== Extract to read ==
Nakumatt Holdings had lent its directors more than Sh1 billion in interest-free soft loans by the time it was placed under administration on January 22, 2018, according to a review of the company’s financial statements.

The related party transactions were recently disclosed in a report for the year ended February 2018 by Parker Randall Eastern Africa, the retailer’s independent auditor.

The auditor did not specify which individuals owe the company money, underlining the weak governance in the board of the former giant retail chain that owes banks, landlords and suppliers as much as Sh20 billion.

Nakumatt’s founder and former chief executive Atul Shah was among the two individuals listed as directors of the company as of the report date.

“Significant in this net balance is Sh948 million due from the directors. These receivables are not supportable based on the available evidence,” reads part of the report.

“The amounts due from a director are interest free. They relate to short-term advances through a current account.”

LOOSE GOVERNANCE

The loans to the company’s directors are among a series of related party transactions amounting to Sh2.8 billion, which are unlikely to be recovered.

Others include amounts claimed from subsidiaries in Uganda, Rwanda and Tanzania, which ceased operations.

The administrator has written off Sh1.5 billion or 53 percent of the receivables, leaving a balance of Sh1.3 billion.

“There are no repayment plans for these balances; the companies frequently lend and borrow funds from each other,” the auditor said.

The report paints a picture of relatively loose governance at Nakumatt relative to other firms such as banks where insider dealings are more closely regulated.

There is a limit on the size of loans directors and employees of a bank can take in aggregate. The loans also typically attract interest charges, though sometimes at below market rates.

Revelations of Nakumatt’s insider loans come at a time when the retailer is closing most of its remaining branches, making compensation for creditors even less likely.

Mr Shah faces investigations over the loss of Sh18 billion worth of stock.

Nakumatt administrator Peter Kahi said a forensic investigator will probe why Mr Shah wrote off stock worth Sh18 billion in May 2018, before the company ground to a halt.

The High Court granted Nakumatt Supermarkets protection from its creditors, allowing the retailer to go into voluntary administration. The company sought protection using Kenya’s newly enacted company laws, which provide a path for distressed firms to avoid complete collapse. At its height, the company, which began life as Nakuru Mattresses, had more than 60 outlets across Kenya, Uganda, Tanzania and Rwanda.

But its financial problems have led to empty shelves and store closures, opening the way for foreign retailers like Carrefour and local rival, Naivas, to take over space being vacated by Nakumatt.

== What you will do ==
Copy out everything from "The loans to" down to "below market rates." in the text on Nakumatt's insider loans.

== Dataset section ==
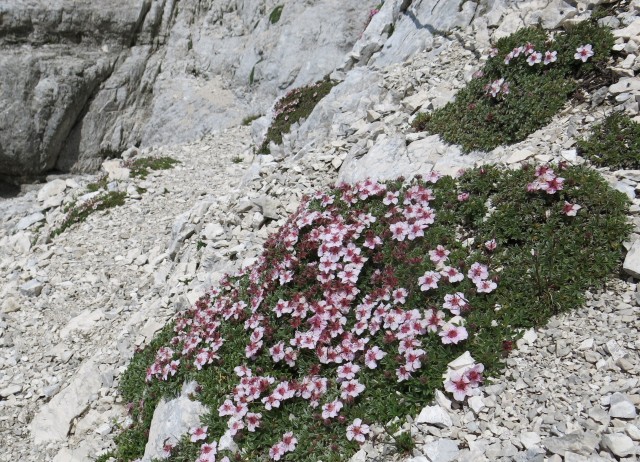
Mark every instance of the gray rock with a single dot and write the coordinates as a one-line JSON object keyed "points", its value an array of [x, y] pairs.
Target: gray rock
{"points": [[580, 442], [170, 421], [32, 288], [53, 188], [29, 220], [10, 390], [619, 444], [53, 421], [434, 415], [631, 263], [442, 450], [621, 407], [10, 305]]}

== Response below ==
The loans to the company’s directors are among a series of related party transactions amounting to Sh2.8 billion, which are unlikely to be recovered.

Others include amounts claimed from subsidiaries in Uganda, Rwanda and Tanzania, which ceased operations.

The administrator has written off Sh1.5 billion or 53 percent of the receivables, leaving a balance of Sh1.3 billion.

“There are no repayment plans for these balances; the companies frequently lend and borrow funds from each other,” the auditor said.

The report paints a picture of relatively loose governance at Nakumatt relative to other firms such as banks where insider dealings are more closely regulated.

There is a limit on the size of loans directors and employees of a bank can take in aggregate. The loans also typically attract interest charges, though sometimes at below market rates.